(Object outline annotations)
** START **

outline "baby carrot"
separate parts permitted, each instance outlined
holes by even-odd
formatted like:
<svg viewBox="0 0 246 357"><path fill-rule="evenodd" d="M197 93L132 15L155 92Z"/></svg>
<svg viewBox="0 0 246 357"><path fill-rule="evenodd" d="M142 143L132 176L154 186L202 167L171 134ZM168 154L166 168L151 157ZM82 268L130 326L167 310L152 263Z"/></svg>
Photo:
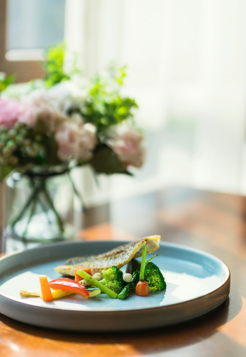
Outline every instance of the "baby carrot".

** END **
** START **

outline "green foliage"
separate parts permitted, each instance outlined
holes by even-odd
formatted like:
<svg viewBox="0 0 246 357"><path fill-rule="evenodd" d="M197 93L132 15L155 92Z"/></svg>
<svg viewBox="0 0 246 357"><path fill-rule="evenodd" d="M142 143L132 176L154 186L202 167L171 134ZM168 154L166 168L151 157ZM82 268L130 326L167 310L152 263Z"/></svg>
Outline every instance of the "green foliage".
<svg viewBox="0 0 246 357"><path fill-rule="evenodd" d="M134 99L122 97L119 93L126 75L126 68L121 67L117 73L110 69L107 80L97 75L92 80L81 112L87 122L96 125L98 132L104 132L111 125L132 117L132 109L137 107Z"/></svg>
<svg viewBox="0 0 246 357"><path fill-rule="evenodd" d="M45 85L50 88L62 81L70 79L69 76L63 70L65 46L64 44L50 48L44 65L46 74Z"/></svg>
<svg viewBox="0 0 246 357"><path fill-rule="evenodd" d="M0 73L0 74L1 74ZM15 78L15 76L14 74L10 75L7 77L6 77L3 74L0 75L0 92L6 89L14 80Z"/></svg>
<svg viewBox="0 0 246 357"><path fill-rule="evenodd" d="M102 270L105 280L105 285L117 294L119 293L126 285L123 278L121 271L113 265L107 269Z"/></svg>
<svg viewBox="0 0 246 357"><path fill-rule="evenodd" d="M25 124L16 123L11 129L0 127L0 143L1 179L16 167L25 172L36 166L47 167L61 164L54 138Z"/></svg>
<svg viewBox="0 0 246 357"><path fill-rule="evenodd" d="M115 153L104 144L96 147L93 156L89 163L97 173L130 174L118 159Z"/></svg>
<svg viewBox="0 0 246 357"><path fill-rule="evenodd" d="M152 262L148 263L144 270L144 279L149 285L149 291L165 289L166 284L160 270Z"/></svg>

** END **

Pull out each line in the records that contains the word "baby".

Output below =>
outline "baby carrot"
Outline every instance of the "baby carrot".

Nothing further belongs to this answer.